- _Description of the task_
Please write out the passage about Taffy Tafoya again, starting with "By John Hernandez" and going on through "sixth grade education.", substituting "lumberyard" for "brickyard".

- _Text block_

----

By John Hernandez
Onofre “Taffy” Tafoya moved to Mammoth in April of 1956.
“Magma Mine was hiring like crazy at that time,” he said.
He had been working in a brickyard in Phoenix out in the hot sun for the past five years. He was hired the same day he interviewed at Magma and started work the following day. Now he was working in the shade 1,400 feet underground. Thirty-seven years later, he would retire as a General Haulage Foreman. Not bad for a man with only a sixth grade education.
Taffy was born and raised in Winslow, Arizona during the Great Depression. Winslow was a railroad town at the time. His father and grandfather had been sheepherders in New Mexico. Taffy said that during the Depression he saw the migrating families from Oklahoma’s dust bowl come through Winslow. His family was better off as even with their struggles, their family had a rood over their head and food to eat. He remembers seeing families sleeping in culverts or under trees. One of his father’s job during that time was as a caretaker of some land. He would have to tell the people that were migrating westward that they could only sleep on the land over night and then had to leave the following day.

----

- _Saved data entries_

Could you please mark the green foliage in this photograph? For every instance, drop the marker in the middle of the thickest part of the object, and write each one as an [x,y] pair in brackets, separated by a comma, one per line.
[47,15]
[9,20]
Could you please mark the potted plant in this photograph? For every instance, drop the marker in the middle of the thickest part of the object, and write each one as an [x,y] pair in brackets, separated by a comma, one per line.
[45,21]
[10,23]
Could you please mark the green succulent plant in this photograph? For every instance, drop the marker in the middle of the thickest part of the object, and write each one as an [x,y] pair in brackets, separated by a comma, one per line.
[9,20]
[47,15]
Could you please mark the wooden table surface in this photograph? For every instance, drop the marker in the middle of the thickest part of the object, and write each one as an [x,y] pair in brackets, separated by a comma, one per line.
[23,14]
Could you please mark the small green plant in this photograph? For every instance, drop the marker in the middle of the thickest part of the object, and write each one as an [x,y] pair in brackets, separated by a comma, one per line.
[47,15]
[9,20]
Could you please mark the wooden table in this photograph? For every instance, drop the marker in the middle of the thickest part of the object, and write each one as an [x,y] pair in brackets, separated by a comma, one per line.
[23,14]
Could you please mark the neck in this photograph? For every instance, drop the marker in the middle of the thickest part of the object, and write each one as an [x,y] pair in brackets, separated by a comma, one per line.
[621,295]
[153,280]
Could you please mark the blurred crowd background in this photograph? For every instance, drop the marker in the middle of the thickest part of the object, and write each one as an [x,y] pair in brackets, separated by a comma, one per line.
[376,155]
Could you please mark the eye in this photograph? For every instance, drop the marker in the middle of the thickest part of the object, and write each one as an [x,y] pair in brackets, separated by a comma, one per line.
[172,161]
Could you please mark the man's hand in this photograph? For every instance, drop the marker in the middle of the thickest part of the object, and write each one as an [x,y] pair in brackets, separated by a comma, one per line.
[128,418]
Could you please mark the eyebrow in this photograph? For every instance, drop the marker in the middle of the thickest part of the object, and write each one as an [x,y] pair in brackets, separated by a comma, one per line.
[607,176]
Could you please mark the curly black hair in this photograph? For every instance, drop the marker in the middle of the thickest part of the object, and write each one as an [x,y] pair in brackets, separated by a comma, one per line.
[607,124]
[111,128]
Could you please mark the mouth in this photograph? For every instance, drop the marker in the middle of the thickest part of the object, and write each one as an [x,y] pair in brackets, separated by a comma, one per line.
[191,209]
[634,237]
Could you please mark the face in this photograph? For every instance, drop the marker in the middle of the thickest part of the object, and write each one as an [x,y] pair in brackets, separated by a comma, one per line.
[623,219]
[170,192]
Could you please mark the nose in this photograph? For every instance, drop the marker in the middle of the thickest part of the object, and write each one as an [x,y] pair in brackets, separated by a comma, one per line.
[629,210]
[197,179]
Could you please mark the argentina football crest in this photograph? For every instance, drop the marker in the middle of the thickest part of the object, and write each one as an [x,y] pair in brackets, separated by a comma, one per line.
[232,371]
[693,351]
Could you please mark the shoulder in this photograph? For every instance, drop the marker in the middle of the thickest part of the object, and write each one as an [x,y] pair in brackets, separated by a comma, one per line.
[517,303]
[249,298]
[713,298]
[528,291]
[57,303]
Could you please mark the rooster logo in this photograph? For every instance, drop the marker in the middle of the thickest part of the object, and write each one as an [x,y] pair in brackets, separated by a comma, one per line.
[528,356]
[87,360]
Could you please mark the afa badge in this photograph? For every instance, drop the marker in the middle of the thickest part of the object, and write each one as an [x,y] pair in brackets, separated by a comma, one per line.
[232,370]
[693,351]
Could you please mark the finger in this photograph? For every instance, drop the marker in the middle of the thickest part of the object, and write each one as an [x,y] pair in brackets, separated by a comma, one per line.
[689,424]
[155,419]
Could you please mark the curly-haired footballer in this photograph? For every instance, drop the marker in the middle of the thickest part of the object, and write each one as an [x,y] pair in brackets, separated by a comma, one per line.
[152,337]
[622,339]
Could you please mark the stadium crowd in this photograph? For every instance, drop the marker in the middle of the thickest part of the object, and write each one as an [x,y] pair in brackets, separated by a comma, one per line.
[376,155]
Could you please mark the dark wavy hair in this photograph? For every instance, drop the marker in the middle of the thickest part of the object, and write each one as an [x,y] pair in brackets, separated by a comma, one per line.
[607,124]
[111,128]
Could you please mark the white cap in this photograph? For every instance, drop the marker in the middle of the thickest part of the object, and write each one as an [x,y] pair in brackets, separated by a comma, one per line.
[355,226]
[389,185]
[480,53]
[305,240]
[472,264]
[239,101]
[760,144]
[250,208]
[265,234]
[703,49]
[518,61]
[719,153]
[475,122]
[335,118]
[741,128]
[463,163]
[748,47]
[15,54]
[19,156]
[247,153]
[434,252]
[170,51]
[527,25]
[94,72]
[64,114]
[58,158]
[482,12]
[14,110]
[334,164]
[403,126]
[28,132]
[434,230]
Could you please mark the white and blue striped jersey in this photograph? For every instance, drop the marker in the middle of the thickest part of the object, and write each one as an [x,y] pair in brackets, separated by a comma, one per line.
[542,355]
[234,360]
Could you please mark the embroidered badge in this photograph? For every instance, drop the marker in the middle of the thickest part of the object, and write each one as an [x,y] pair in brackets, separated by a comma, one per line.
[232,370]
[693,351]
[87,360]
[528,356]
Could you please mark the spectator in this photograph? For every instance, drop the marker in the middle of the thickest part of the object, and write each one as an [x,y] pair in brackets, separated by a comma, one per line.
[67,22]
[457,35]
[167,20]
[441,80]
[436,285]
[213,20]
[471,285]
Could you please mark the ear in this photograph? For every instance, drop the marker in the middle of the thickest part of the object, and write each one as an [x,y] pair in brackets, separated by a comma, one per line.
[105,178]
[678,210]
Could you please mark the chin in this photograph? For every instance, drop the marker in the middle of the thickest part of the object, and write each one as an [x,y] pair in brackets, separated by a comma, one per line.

----

- _Exercise output_
By John Hernandez
Onofre “Taffy” Tafoya moved to Mammoth in April of 1956.
“Magma Mine was hiring like crazy at that time,” he said.
He had been working in a lumberyard in Phoenix out in the hot sun for the past five years. He was hired the same day he interviewed at Magma and started work the following day. Now he was working in the shade 1,400 feet underground. Thirty-seven years later, he would retire as a General Haulage Foreman. Not bad for a man with only a sixth grade education.